===== Texto fornecido =====

O articulista Paulo Maldos. Foto: Divulgação/CFP

Por Paulo Maldos*

O Plebiscito Nacional sobre a Dívida Externa, realizado na semana de 7 de setembro de 2000, no contexto do Grito dos Excluídos, foi um evento com forte participação popular, organizado pela Rede Jubileu Sul Brasil e um conjunto de entidades, igrejas e movimentos populares. Na sua preparação, a Rede viabilizou o debate em todo o país acerca da dívida externa, das suas raízes e das suas consequências em termos das políticas públicas, da infraestrutura do Estado e da própria soberania nacional. Esta consulta à população, convocada, organizada e realizada de forma autônoma pela própria sociedade civil, foi uma iniciativa inédita na nossa história.

===== Conjunto de dados =====

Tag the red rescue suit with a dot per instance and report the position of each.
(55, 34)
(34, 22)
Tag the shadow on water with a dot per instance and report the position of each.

=====

§ Tarefas do exercício
a - Reproduza, no texto sobre o plebiscito da dívida externa, o trecho que começa em "O articulista Paulo" e segue até "na nossa história.".
b - Escreva a continuação do texto sobre o Plebiscito Nacional sobre a Dívida Externa a partir do ponto em que ele termina.
O material não desempenha nenhum papel nesta atividade.

§ Respostas apresentadas
a -
O articulista Paulo Maldos. Foto: Divulgação/CFP

Por Paulo Maldos*

O Plebiscito Nacional sobre a Dívida Externa, realizado na semana de 7 de setembro de 2000, no contexto do Grito dos Excluídos, foi um evento com forte participação popular, organizado pela Rede Jubileu Sul Brasil e um conjunto de entidades, igrejas e movimentos populares. Na sua preparação, a Rede viabilizou o debate em todo o país acerca da dívida externa, das suas raízes e das suas consequências em termos das políticas públicas, da infraestrutura do Estado e da própria soberania nacional. Esta consulta à população, convocada, organizada e realizada de forma autônoma pela própria sociedade civil, foi uma iniciativa inédita na nossa história.

b -
O Plebiscito Nacional da Dívida Externa teve a participação de mais de 6 milhões de votantes, em que 92% votaram contra o pagamento da dívida. Este evento foi precedido pela grande mobilização indígena em Porto Seguro (BA), em abril do mesmo ano, manifestação crítica às comemorações dos 500 anos da invasão portuguesa, e que sensibilizou a sociedade brasileira com relação às desigualdades, à violência contra os povos indígenas, ao racismo e à exclusão social.

O Plebiscito Nacional da Dívida Externa deu visibilidade aos mecanismos que reproduzem e agravam nossa estrutura social injusta; revelou a perversidade nas práticas de juros; mostrou como a dívida externa já havia sido paga muitas vezes e que, nos termos em que era colocada, não seria nunca superada.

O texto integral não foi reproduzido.